(Dataset records about object locations)
** START **
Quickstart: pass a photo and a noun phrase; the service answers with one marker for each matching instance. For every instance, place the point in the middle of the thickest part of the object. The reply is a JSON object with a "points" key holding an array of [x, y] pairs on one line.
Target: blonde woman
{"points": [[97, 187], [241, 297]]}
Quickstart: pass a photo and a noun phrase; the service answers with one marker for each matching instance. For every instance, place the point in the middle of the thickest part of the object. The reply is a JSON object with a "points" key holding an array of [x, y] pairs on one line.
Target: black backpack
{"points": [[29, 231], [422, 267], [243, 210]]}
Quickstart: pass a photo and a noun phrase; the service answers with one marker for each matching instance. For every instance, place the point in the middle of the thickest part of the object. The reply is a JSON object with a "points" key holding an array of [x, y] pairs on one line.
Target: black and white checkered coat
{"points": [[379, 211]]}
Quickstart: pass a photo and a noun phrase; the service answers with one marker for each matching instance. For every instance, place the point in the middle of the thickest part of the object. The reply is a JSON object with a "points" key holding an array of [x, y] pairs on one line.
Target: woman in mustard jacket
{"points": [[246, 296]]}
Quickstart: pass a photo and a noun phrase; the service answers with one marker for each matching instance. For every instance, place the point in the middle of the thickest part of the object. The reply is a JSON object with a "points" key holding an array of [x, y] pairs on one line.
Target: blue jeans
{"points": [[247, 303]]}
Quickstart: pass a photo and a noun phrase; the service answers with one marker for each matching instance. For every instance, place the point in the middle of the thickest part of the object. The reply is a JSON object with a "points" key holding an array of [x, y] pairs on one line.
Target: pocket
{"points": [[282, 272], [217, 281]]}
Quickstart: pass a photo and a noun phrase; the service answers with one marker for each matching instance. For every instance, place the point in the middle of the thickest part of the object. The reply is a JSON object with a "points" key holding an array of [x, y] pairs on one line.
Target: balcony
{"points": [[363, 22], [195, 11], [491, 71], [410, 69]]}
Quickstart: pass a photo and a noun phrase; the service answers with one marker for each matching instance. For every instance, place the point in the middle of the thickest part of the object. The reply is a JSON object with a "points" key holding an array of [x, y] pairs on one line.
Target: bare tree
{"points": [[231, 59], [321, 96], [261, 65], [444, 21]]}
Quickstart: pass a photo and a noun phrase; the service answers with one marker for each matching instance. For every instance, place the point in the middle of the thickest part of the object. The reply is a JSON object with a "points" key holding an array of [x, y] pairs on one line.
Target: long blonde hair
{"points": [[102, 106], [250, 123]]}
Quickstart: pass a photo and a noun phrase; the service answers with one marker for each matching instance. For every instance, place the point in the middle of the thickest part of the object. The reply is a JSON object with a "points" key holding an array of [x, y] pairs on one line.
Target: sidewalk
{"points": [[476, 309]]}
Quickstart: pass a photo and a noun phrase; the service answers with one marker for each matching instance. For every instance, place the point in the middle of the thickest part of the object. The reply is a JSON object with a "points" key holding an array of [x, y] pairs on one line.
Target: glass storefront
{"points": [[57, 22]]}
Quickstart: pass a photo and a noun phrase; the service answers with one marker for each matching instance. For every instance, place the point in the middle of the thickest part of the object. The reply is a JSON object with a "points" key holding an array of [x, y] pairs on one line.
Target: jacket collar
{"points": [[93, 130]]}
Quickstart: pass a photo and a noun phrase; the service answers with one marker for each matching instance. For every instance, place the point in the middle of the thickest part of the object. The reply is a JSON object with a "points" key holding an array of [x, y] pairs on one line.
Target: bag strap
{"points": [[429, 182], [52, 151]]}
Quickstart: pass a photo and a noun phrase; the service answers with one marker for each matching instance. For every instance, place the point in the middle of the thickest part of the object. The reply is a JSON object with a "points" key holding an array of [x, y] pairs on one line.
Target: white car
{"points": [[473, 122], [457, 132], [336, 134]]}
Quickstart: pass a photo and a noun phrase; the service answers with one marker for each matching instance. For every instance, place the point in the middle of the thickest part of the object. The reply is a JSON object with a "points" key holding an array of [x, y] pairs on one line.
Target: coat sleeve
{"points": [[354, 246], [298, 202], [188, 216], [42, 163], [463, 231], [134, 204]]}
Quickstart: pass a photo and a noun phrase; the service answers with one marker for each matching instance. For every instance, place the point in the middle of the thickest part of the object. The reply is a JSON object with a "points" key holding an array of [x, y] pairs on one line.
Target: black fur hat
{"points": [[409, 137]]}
** END **
== DIRECTIONS ==
Output each record precisely as given.

== FINISHED ANSWER ==
Quickstart: pass a photo and a noun phrase; the service answers with one marker for each matching instance. For every instance, place the point in the middle of the thickest part of the object. The reply is a JSON object with a "points" key holding an array of [x, y] pairs on one line.
Target: blonde woman
{"points": [[97, 187], [241, 297]]}
Quickstart: pass a photo and a noun phrase; the service answers with one marker for each matching instance. For every instance, place the point in the middle of the thickest part of the object. The reply is a JSON object with a "points" key holding an array of [x, y] pairs on one line.
Target: black backpack
{"points": [[29, 231], [422, 267], [243, 210]]}
Quickstart: pass a photo and a noun phrase; the service answers with one marker for each matching instance. For every instance, place the point in the middle of the thickest part of the object. The reply is a JSON object with a "points" key holding an array of [x, y] pairs on one line.
Target: black and white checkered coat
{"points": [[379, 211]]}
Quickstart: pass a photo and a noun phrase; the service answers with one marker for each matching instance. For every instance, place the point in the middle of the thickest part of the object. The reply is a JSON object with a "points" key holding an array of [x, y] pairs on one line.
Target: woman in mustard jacket
{"points": [[246, 296]]}
Quickstart: pass a photo and a noun phrase; the service answers with one marker for each matching instance. For every instance, place the point in the middle of the thickest part of the object. The reply is a JSON object with a "points" key holding an array of [x, y] pairs on one line.
Target: blue jeans
{"points": [[247, 303]]}
Quickstart: pass a photo and a noun phrase; the service answers with one marker for each matching instance. For every instance, place the point in the middle of the thickest part of the object. The reply is a JSON object with a "points" key holding an array of [x, y] pairs on one line.
Target: pocket
{"points": [[282, 272], [217, 281]]}
Quickstart: pass a photo and a noun phrase; the service answers with one marker for each matching instance. For every instance, place the point in the middle of the thickest part of the object. The reply is a JSON object with a "points" key holding an array of [x, y] pairs on one line.
Target: balcony
{"points": [[363, 22], [195, 11], [491, 71], [410, 69]]}
Quickstart: pass a photo and a noun phrase; the service answers with one marker for each matching instance. For every instance, place the point in the middle of the thickest part of the object. The reply is a JSON object with a "points" key holding an array of [x, y] pairs on one line.
Target: bare tree
{"points": [[231, 59], [321, 96], [261, 65], [444, 21]]}
Quickstart: pass a photo and a noun phrase; the service answers with one marker for each matching instance. For every instance, place the point in the middle of the thickest part of the object. The reply is a JSON object with a "points" key holding an array of [x, y] pairs on one line.
Target: long blonde hair
{"points": [[102, 106], [250, 123]]}
Quickstart: pass a photo and a noun phrase; the service answers with one marker for each matching instance. For every instance, place the point in the middle of the thickest part of the object. The reply is a JSON object with a "points" key holding an array of [x, y] pairs on one line.
Target: sidewalk
{"points": [[476, 309]]}
Quickstart: pass a photo and a noun phrase; the service answers with one marker for each matching instance. For every instance, place the point in the middle of the thickest part of the object. The reply is a JSON object with a "points" key holding an array of [x, y] pairs on one line.
Target: glass storefront
{"points": [[57, 22]]}
Quickstart: pass a photo and a noun phrase; the service answers with one marker for each matching instance. For every instance, place the point in the middle of the thickest part of the object. The reply is a JSON object with a "points" key holding an array of [x, y] pairs on one line.
Target: jacket collar
{"points": [[93, 130]]}
Quickstart: pass a photo and a noun phrase; the service answers with one marker for each matching instance. For every instance, place the point in the middle of the thickest part of the object. The reply is a JSON object with a "points" key holding an array of [x, y] pairs on one line.
Target: bag strap
{"points": [[429, 182], [52, 151]]}
Quickstart: pass a photo and a noun phrase; the service answers with one marker for each matching instance. For every instance, place the point in the middle of the thickest part of the object. The reply is a JSON object with a "points" key holding an array of [x, y] pairs on one line.
Target: white car
{"points": [[473, 122], [457, 132], [336, 134]]}
Quickstart: pass a photo and a noun phrase; the service answers with one marker for each matching instance. For every instance, place the point in the middle of the thickest part of the object. The reply is a JSON object with a "points" key holding an array of [x, y] pairs on one line.
Target: coat sleeve
{"points": [[354, 246], [298, 202], [188, 216], [42, 163], [463, 231], [134, 204]]}
Quickstart: pass a photo and a noun phrase; the service answers with one marker for each matching instance. For every instance, place the point in the middle of the thickest part of the object. The reply is a JSON object with a "points" key holding an array of [x, y] pairs on one line.
Target: black fur hat
{"points": [[409, 137]]}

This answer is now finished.